● Text block
A canoe pulled up at the shore. Three fishermen, wearing faces of dejection, despair and frustration docked the canoe and began to clear piles of water weeds that had been trapped in their nets.
Some 50 metres away from the dock, 30-year-old Edwin Avorganu and two others were working tirelessly to construct some cage fish ponds. Chinese fishermen had also pitched camp about 20 metres from their Ghanaian counterparts trying to pull a trick or two to boost their aquaculture business. This was the scene that welcomed us when we got to the aquaculture site at Asutuare, one of the fishing communities along the Lower Volta Basin (LVB).
The LVB stretches from Akuse in the North Tongu District through other fishing communities in the South Tongu, Manya Krobo to the Shai Osudoku districts.
The string of linear mud houses roofed with corrugated iron sheets is more than enough to give a clue to any first-time visitor that communities in this part of the country play host to abject poverty and substandard living. Wild fishing and its subsidiary-fish mongering are the predominant traditional occupation of the residents of the LVB.
The younger generation learns the art of diving into the waters of the Volta Lake, casting the nets and paddling the canoe from the older generation.

● Data records

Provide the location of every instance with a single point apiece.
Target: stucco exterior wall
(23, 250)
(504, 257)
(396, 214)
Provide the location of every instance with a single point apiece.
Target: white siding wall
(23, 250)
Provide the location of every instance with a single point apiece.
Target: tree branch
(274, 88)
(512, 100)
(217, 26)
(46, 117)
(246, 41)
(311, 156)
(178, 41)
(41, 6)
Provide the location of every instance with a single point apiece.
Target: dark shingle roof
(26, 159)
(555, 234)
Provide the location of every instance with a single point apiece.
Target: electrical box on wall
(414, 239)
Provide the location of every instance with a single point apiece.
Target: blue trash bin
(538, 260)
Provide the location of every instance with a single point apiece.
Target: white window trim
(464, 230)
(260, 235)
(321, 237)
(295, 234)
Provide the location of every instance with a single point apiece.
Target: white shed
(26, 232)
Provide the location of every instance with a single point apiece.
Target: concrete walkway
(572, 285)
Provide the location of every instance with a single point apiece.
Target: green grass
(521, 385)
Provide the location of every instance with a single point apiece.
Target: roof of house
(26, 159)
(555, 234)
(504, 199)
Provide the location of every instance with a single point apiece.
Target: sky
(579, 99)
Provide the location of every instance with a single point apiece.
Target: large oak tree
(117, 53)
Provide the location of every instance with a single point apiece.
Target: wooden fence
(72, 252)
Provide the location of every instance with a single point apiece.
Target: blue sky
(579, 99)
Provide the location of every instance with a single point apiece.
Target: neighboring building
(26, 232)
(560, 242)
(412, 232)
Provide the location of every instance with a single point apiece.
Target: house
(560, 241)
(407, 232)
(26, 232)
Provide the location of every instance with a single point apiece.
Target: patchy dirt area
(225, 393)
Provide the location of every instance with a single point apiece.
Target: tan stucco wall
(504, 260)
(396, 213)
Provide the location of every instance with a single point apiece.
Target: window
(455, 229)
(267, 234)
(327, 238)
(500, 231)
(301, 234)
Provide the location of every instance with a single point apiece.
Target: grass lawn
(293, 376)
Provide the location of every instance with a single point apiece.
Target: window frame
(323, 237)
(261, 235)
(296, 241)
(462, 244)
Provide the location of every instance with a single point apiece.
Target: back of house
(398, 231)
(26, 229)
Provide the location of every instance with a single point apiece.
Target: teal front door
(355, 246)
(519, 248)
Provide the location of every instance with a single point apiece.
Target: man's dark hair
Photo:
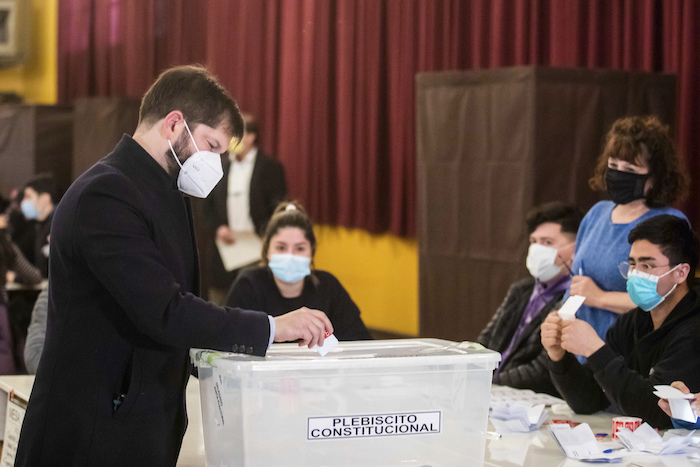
(674, 237)
(566, 215)
(195, 92)
(44, 183)
(252, 126)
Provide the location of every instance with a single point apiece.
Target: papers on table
(501, 395)
(580, 443)
(679, 402)
(519, 417)
(645, 439)
(329, 343)
(246, 250)
(570, 307)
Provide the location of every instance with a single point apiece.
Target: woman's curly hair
(635, 139)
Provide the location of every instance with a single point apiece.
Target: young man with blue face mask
(653, 344)
(514, 328)
(123, 306)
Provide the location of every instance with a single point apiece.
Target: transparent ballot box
(408, 402)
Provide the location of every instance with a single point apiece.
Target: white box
(410, 402)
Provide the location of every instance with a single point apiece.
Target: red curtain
(333, 81)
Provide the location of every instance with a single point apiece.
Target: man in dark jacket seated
(515, 328)
(655, 343)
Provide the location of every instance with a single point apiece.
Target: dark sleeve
(26, 273)
(531, 375)
(489, 337)
(632, 392)
(113, 236)
(244, 293)
(345, 315)
(36, 334)
(577, 385)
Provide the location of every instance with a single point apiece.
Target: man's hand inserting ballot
(305, 324)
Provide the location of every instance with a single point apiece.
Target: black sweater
(526, 366)
(636, 357)
(255, 289)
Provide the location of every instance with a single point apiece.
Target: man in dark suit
(514, 330)
(123, 305)
(243, 201)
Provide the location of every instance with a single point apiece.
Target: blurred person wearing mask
(655, 343)
(640, 170)
(123, 309)
(14, 267)
(286, 279)
(243, 202)
(514, 330)
(38, 203)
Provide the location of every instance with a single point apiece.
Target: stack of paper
(570, 307)
(501, 395)
(580, 443)
(520, 417)
(679, 402)
(645, 439)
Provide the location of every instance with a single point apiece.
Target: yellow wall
(379, 271)
(37, 79)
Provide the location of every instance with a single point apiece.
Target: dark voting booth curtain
(333, 81)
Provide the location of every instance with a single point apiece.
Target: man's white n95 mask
(201, 171)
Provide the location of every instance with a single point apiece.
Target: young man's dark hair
(566, 215)
(195, 92)
(675, 238)
(44, 183)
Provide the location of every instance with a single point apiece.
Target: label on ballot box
(370, 403)
(390, 424)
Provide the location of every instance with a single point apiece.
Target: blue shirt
(601, 246)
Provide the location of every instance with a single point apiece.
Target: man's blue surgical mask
(29, 209)
(642, 289)
(290, 268)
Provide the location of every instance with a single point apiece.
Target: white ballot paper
(570, 307)
(679, 402)
(520, 417)
(580, 443)
(246, 250)
(329, 343)
(645, 439)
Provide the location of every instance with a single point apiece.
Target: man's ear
(682, 272)
(172, 124)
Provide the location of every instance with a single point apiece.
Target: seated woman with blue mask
(285, 281)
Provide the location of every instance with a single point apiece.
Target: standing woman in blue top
(640, 170)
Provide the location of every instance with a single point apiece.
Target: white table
(537, 449)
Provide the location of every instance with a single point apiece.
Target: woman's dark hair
(289, 214)
(674, 237)
(633, 139)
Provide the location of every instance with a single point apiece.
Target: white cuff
(272, 330)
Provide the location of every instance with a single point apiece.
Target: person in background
(123, 307)
(244, 200)
(14, 267)
(286, 279)
(640, 170)
(655, 343)
(36, 333)
(40, 197)
(514, 330)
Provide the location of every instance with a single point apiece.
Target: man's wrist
(273, 328)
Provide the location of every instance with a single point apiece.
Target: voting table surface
(536, 449)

● Problem to work on
Write the next few sentences of the passage about the fishing communities along the Lower Volta Basin, starting after its final sentence. The items are separate material and have nothing to do with the passage about the Lower Volta Basin fishing communities.

● Right answer
Until the effects of the construction of the Akosombo and Akuse dams in 1965 and 1982 respectively landed a deadly blow to it, clam culture was the main economic activity of the female residents.
During a recent visit to some of the fishing communities of the LVB including Togorme, Aveyime, Akuse, Dorfor-Adidome and Mepe it was discovered that the bustle and blossom that characterised the fishing and clam industries had faded off.
The banks of the Volta Lake that used to be alive with economic activities as people from far and near came to purchase fish for domestic and commercial purposes can now be compared to a hungry orphan who does not know where the next meal will come from.
The beautiful face of the Volta Lake that attracted tourists has lost its aesthetic value due to the invasion by aquatic weeds.
In almost all communities visited, the weeds had invaded significant portions of the water bodies, posing serious navigation and fishing challenges, as well as the extinction of clam culture.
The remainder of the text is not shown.